REQUIREMENT ▸
Every line of the entries below that carries the string "here" should be copied.

··· DATA

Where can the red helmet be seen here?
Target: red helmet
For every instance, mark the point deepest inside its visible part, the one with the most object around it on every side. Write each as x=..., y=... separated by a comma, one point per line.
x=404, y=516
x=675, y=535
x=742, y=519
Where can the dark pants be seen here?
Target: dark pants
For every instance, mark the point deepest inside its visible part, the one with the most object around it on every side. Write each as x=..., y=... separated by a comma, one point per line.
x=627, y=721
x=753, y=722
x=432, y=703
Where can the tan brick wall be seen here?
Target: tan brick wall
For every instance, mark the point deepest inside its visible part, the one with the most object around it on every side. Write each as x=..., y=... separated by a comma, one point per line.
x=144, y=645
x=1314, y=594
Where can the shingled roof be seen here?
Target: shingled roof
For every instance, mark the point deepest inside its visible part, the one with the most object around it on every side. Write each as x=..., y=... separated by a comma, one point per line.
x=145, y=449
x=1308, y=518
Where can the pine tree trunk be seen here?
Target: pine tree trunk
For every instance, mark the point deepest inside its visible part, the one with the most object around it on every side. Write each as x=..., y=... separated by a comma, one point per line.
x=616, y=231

······
··· DATA

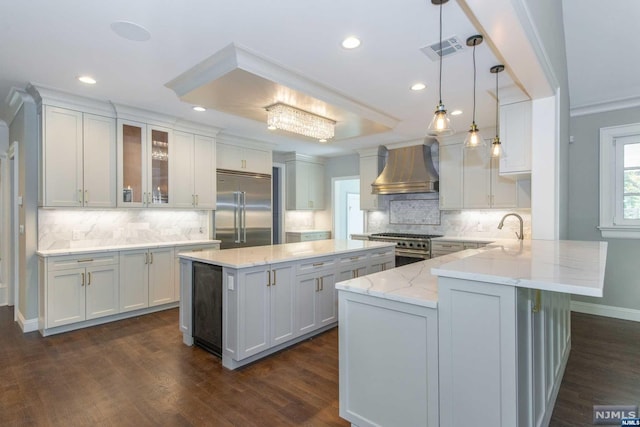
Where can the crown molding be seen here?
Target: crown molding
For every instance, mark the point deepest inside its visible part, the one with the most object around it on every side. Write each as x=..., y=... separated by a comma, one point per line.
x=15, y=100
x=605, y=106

······

EXERCISE SOLUTION ▸
Where can the red helmet be seen here?
Where can the dark pants be seen here?
Where can the tan brick wall be seen here?
Where can the shingled roof be seen here?
Where can the pine tree trunk be seen here?
Where can the crown molding be seen here?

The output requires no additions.